Data entries ::

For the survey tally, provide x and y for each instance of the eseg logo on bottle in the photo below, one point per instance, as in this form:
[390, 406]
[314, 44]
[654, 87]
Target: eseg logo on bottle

Exercise :: Copy each of the entries above line for line, keeping every word, number, and mark unchanged.

Solved problem ::
For the survey tally, provide x and y for each instance of the eseg logo on bottle in the photo below, one point per instance, as in this form:
[390, 406]
[314, 44]
[654, 87]
Target: eseg logo on bottle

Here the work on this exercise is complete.